本発明のポリエステル樹脂としては、ポリエステルを構成する繰り返し単位が主としてエチレンテレフタレート単位であることが必要であり、全繰り返し単位の80モル%以上がエチレンテレフタレート単位であることが好ましい。エチレンテレフタレート単位が80モル%未満になると、ポリエチレンテレフタレートに特有の良好な物性が低下しやすくなる。
【0016】
本発明のポリエステルには、全繰り返し単位の20モル%未満を限度として、テレフタル酸以外のジカルボン酸、ヒドロキシカルボン酸、環状エステル、またはエチレングリコール以外のグリコールが共重合されていてもよい。
【0017】
テレフタル酸以外のジカルボン酸としては、イソフタル酸、無水フタル酸、ジフェニン酸、1,3−ナフタレンジカルボン酸、1,4−ナフタレンジカルボン酸、1,5−ナフタレンジカルボン酸、2,6−ナフタレンジカルボン酸、2,7−ナフタレンジカルボン酸、4,4’−ビフェニルジカルボン酸、4,4’−ビフェニルスルホンジカルボン酸、4,4’−ビフェニルエーテルジカルボン酸、1,2−ビス(フェノキシ)エタン−p,p’−ジカルボン酸、パモイン酸、アントラセンジカルボン酸などに例示される芳香族ジカルボン酸、蓚酸、マロン酸、コハク酸、グルタル酸、アジピン酸、ピメリン酸、スベリン酸、アゼライン酸、セバシン酸、デカンジカルボン酸、ドデカンジカルボン酸、テトラデカンジカルボン酸、ヘキサデカンジカルボン酸、エイコサン二酸、トリシクロデカンジカルボン酸、1,3−シクロブタンジカルボン酸、1,3−シクロペンタンジカルボン酸、1,2−シクロヘキサンジカルボン酸、1,3−シクロヘキサンジカルボン酸、1,4−シクロヘキサンジカルボン酸、2,5−ノルボルナンジカルボン酸、ダイマー酸などに例示される飽和脂肪族ジカルボン酸、5−ナトリウムスルホイソフタル酸、5−リチウムスルホイソフタル酸、ナトリウムスルホナフタレンジカルボン酸などに例示される芳香族スルホン酸塩、フマル酸、マレイン酸、イタコン酸などに例示される不飽和脂肪族ジカルボン酸が挙げられる。

= = = =

作業指示: ページ抜粋のうち、「本発明のポリエステル樹脂とし」で始まり「族ジカルボン酸が挙げられる。」で終わる部分を一字も変えずに書き写してください。

所与データ:
= = = =

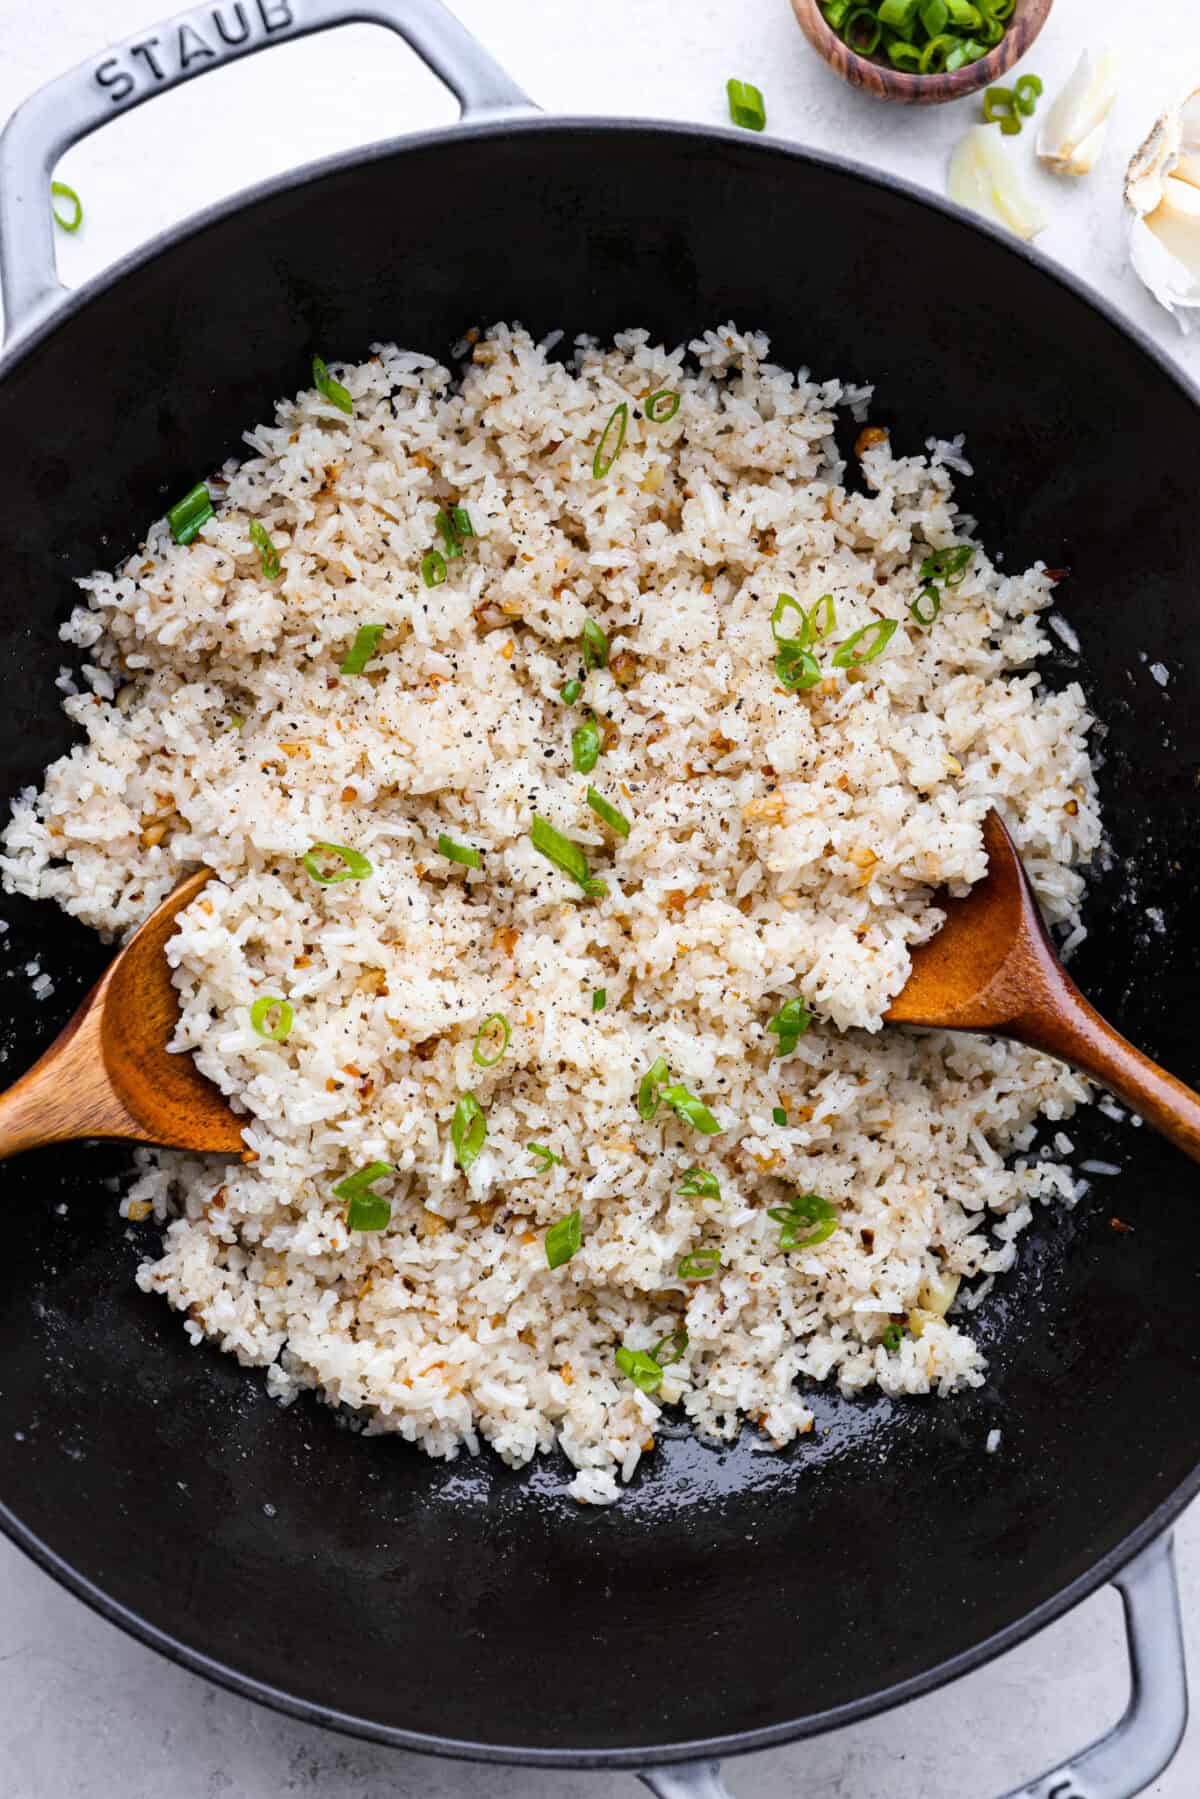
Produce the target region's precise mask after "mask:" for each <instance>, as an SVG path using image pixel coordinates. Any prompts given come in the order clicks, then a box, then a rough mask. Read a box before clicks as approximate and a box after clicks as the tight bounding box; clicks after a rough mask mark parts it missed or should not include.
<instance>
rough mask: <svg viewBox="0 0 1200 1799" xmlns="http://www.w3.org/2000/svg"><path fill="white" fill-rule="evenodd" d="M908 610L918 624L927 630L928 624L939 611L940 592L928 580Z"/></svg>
mask: <svg viewBox="0 0 1200 1799" xmlns="http://www.w3.org/2000/svg"><path fill="white" fill-rule="evenodd" d="M909 612H910V613H912V617H914V619H916V622H918V624H923V626H925V628H927V630H928V626H930V624H932V622H934V619H936V617H937V613H939V612H941V594H939V592H937V588H936V586H934V583H932V581H928V583H927V585H925V586H923V588H921V592H919V594H918V597H916V599H914V601H912V604H910V606H909Z"/></svg>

= = = =

解答:
本発明のポリエステル樹脂としては、ポリエステルを構成する繰り返し単位が主としてエチレンテレフタレート単位であることが必要であり、全繰り返し単位の80モル%以上がエチレンテレフタレート単位であることが好ましい。エチレンテレフタレート単位が80モル%未満になると、ポリエチレンテレフタレートに特有の良好な物性が低下しやすくなる。
【0016】
本発明のポリエステルには、全繰り返し単位の20モル%未満を限度として、テレフタル酸以外のジカルボン酸、ヒドロキシカルボン酸、環状エステル、またはエチレングリコール以外のグリコールが共重合されていてもよい。
【0017】
テレフタル酸以外のジカルボン酸としては、イソフタル酸、無水フタル酸、ジフェニン酸、1,3−ナフタレンジカルボン酸、1,4−ナフタレンジカルボン酸、1,5−ナフタレンジカルボン酸、2,6−ナフタレンジカルボン酸、2,7−ナフタレンジカルボン酸、4,4’−ビフェニルジカルボン酸、4,4’−ビフェニルスルホンジカルボン酸、4,4’−ビフェニルエーテルジカルボン酸、1,2−ビス(フェノキシ)エタン−p,p’−ジカルボン酸、パモイン酸、アントラセンジカルボン酸などに例示される芳香族ジカルボン酸、蓚酸、マロン酸、コハク酸、グルタル酸、アジピン酸、ピメリン酸、スベリン酸、アゼライン酸、セバシン酸、デカンジカルボン酸、ドデカンジカルボン酸、テトラデカンジカルボン酸、ヘキサデカンジカルボン酸、エイコサン二酸、トリシクロデカンジカルボン酸、1,3−シクロブタンジカルボン酸、1,3−シクロペンタンジカルボン酸、1,2−シクロヘキサンジカルボン酸、1,3−シクロヘキサンジカルボン酸、1,4−シクロヘキサンジカルボン酸、2,5−ノルボルナンジカルボン酸、ダイマー酸などに例示される飽和脂肪族ジカルボン酸、5−ナトリウムスルホイソフタル酸、5−リチウムスルホイソフタル酸、ナトリウムスルホナフタレンジカルボン酸などに例示される芳香族スルホン酸塩、フマル酸、マレイン酸、イタコン酸などに例示される不飽和脂肪族ジカルボン酸が挙げられる。